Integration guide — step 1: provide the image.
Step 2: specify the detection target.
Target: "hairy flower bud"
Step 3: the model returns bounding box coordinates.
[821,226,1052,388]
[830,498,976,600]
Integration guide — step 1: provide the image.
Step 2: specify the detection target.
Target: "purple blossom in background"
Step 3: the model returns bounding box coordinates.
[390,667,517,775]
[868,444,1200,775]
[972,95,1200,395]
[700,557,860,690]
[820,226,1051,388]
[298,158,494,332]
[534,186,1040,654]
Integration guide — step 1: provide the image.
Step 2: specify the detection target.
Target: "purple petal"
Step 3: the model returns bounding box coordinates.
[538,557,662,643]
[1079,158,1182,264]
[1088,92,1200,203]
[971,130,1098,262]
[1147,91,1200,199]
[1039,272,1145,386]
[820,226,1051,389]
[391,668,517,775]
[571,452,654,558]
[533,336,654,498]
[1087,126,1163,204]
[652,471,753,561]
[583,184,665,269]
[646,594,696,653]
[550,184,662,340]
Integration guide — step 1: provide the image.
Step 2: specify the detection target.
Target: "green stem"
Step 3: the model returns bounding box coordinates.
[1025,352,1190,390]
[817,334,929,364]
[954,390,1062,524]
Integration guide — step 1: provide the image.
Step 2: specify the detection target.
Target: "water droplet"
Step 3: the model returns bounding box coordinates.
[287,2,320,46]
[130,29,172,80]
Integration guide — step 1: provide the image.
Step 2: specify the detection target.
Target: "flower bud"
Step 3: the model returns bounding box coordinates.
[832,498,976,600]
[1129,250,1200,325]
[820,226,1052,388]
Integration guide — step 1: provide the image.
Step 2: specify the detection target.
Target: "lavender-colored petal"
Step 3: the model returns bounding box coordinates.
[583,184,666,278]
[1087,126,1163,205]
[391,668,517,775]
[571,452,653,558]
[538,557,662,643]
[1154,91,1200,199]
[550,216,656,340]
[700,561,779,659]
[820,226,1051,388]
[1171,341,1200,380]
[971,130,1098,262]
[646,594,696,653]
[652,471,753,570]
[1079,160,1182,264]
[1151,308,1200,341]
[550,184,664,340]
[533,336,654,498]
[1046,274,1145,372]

◇ ◇ ◇

# WHAT IS ASKED
Write out again, unchanged, the part of the entries that opens with their first line and closes with the line containing "[534,186,1040,654]", including both of those lines and nothing else.

# FINAL RESULT
Integration guide — step 1: provide the image.
Step 2: specify the detection target.
Target: "hairy flower bud"
Step 3: the model returns bounding box coordinates.
[821,226,1052,388]
[830,498,976,600]
Integration guide — step 1: provide the image.
Step 2: specify the detection target.
Target: "purple blossom in background"
Step 3: the model returns bounding box coordinates.
[390,667,517,775]
[868,444,1200,775]
[972,95,1200,395]
[700,557,860,690]
[820,226,1051,388]
[298,158,494,332]
[534,186,1040,654]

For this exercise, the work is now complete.